- _Try it_
From the line containing "Where can you see the light wood" onward, every line of the entries is to be set down exactly, the last line included.

[Records drawn from a dataset]
-=-=-

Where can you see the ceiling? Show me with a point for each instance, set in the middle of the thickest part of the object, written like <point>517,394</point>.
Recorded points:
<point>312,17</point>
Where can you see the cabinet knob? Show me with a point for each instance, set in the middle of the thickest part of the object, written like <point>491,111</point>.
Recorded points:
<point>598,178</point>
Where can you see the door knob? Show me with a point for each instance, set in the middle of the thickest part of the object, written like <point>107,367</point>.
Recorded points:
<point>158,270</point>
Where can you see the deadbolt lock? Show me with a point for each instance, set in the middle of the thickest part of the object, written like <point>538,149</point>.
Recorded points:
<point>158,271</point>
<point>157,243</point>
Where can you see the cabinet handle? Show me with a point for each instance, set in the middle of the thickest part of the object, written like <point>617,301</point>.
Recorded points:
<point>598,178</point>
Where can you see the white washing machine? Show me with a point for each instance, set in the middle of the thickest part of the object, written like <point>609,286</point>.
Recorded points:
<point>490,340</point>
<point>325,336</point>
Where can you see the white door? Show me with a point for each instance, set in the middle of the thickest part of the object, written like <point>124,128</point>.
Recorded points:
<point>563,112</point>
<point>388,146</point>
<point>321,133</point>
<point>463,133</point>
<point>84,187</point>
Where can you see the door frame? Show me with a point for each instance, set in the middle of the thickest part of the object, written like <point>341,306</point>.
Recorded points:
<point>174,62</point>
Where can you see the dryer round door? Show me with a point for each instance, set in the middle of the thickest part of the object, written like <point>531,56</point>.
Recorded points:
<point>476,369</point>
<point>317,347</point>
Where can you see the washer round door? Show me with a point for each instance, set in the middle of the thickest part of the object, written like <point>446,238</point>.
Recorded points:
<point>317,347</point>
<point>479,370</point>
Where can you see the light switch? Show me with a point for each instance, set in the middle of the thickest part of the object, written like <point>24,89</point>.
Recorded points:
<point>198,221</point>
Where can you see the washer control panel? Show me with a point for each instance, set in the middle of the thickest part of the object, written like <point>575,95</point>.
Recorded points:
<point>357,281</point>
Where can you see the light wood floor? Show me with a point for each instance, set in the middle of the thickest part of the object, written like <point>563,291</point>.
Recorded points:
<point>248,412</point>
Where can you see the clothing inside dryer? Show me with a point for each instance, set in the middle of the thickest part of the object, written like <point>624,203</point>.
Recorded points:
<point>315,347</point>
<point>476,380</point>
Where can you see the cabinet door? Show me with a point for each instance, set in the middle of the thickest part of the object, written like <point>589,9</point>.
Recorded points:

-=-=-

- _Solution to this task_
Where can you see the light wood floor? Show me with a point for each instance, set in the middle of the thickest part of the object, written like <point>563,291</point>.
Recorded points:
<point>248,412</point>
Where can you see the clothing inside dryer? Show me with a point for each instance, set in the middle of the thickest part of the object, written like <point>624,203</point>.
Recorded points:
<point>315,347</point>
<point>476,380</point>
Where can you see the cabinet door? Show me with a point for each instance, set in the middle of the thickest part of the object, written like <point>589,9</point>.
Recorded points:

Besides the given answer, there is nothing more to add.